Your instructions: Among the records below, find the lines that hold the word "every" and report how many there are, with no other words.

(The input Opens)

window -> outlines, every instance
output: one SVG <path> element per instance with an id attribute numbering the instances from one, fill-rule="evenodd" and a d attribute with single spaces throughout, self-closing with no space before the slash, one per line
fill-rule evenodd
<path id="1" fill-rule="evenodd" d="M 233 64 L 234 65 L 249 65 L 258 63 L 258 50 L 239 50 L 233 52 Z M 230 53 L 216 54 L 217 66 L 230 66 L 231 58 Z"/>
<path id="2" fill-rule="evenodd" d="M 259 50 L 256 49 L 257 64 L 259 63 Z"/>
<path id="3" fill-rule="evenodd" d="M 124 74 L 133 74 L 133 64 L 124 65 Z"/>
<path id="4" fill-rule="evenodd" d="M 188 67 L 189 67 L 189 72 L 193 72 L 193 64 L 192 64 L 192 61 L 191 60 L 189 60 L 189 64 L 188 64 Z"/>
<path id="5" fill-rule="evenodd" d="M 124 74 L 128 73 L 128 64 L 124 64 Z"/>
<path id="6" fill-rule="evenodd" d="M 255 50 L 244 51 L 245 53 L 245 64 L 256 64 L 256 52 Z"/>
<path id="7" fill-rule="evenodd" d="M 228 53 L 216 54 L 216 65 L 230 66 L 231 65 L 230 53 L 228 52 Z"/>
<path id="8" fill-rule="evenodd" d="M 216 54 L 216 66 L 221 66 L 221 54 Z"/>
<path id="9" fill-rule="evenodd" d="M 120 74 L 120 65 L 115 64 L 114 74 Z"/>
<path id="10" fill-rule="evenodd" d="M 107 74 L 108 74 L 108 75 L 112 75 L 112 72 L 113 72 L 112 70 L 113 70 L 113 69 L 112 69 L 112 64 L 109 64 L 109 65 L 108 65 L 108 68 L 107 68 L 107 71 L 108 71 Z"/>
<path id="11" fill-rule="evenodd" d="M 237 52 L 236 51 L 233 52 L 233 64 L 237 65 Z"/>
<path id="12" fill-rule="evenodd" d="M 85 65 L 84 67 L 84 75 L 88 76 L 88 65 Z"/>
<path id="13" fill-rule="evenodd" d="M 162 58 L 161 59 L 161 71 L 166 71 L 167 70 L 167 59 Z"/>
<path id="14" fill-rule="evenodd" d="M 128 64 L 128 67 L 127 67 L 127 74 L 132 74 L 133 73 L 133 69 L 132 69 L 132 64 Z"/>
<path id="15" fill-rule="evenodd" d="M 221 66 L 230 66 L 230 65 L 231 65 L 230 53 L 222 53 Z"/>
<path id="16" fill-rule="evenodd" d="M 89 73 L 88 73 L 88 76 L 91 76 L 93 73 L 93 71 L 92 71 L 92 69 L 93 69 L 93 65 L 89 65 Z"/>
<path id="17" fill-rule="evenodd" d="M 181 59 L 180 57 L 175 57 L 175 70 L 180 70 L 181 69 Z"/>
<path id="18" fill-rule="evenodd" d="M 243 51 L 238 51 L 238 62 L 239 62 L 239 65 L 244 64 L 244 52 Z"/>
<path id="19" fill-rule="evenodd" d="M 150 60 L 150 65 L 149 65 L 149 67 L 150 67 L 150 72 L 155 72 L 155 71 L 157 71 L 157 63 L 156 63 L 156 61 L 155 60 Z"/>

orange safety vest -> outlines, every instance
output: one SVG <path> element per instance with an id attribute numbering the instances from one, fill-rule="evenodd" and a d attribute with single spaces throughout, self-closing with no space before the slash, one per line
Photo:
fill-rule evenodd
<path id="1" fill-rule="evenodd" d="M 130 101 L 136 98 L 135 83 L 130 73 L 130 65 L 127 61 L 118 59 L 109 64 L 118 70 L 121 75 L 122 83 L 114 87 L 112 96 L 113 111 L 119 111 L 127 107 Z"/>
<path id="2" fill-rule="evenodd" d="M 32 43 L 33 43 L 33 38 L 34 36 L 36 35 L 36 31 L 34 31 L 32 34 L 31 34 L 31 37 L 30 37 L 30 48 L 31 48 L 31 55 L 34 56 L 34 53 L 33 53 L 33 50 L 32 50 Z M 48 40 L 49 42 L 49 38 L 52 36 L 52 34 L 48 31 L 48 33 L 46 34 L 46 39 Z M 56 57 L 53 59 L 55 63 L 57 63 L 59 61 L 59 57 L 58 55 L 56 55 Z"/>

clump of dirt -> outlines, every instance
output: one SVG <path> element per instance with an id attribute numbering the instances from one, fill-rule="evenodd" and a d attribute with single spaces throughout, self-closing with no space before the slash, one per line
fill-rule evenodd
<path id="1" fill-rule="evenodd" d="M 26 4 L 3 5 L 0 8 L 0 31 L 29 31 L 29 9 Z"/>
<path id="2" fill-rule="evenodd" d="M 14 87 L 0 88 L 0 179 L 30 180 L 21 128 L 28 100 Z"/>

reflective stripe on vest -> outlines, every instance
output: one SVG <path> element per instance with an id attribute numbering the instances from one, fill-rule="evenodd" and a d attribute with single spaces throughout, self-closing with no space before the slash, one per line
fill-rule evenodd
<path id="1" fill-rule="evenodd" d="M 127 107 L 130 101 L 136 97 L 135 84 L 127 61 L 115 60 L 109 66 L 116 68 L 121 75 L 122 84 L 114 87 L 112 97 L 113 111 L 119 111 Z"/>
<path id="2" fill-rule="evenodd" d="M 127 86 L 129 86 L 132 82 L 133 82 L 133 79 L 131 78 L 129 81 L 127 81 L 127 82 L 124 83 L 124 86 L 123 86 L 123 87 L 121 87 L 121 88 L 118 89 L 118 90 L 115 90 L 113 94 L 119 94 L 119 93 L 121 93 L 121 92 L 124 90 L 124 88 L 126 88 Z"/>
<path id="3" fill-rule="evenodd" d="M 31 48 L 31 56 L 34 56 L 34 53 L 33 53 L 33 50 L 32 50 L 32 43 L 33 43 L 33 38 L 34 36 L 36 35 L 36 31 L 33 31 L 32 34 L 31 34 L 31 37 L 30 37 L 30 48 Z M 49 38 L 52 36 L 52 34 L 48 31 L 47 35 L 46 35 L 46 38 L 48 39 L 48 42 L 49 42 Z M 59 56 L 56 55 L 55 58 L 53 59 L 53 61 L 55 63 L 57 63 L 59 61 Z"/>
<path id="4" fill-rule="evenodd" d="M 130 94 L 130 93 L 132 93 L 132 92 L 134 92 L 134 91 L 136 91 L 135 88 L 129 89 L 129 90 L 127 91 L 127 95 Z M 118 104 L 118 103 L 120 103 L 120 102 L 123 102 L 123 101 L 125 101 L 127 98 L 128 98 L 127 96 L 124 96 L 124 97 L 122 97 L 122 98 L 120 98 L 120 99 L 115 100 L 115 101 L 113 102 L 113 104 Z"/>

(The input Closes)
(The input Opens)

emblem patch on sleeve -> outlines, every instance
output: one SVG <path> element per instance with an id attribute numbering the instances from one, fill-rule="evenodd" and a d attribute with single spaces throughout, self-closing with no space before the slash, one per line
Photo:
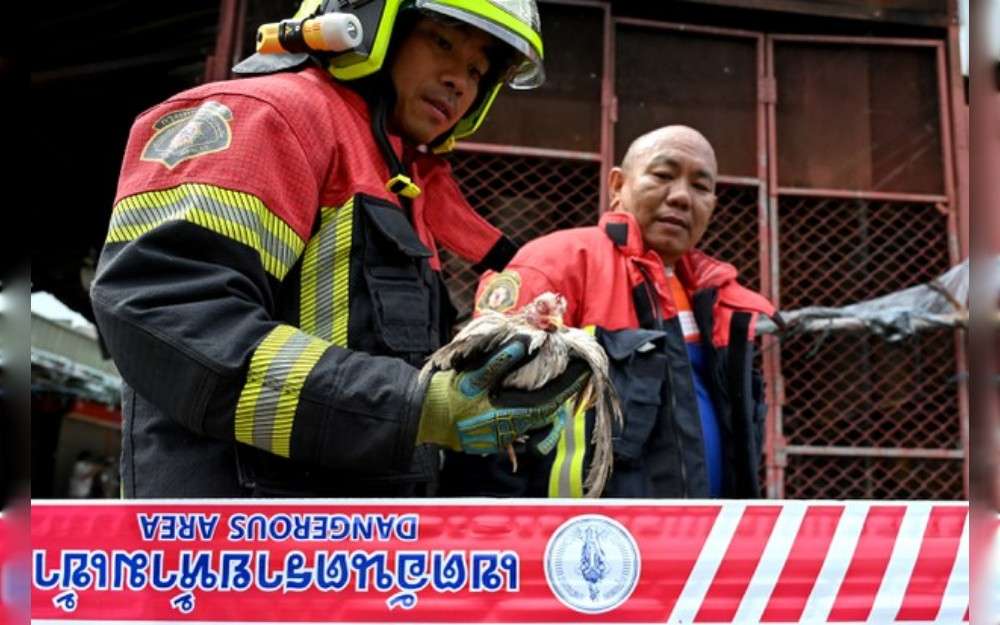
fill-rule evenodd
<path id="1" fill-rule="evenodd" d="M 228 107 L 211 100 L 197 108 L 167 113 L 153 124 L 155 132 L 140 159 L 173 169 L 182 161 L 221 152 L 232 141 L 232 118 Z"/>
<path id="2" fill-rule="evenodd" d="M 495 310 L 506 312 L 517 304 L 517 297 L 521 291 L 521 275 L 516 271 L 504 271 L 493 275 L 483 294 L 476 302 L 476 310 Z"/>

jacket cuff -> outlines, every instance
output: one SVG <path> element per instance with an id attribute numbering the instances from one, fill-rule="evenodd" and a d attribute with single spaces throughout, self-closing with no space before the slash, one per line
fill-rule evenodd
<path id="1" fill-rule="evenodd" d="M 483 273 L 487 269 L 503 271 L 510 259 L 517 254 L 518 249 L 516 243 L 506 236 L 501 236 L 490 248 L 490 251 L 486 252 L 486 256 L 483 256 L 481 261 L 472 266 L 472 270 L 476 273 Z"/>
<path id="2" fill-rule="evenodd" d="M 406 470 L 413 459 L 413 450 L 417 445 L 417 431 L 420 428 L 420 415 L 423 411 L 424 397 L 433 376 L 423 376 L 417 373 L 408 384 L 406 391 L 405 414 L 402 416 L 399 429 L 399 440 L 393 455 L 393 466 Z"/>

(The input Closes)

Response below: 6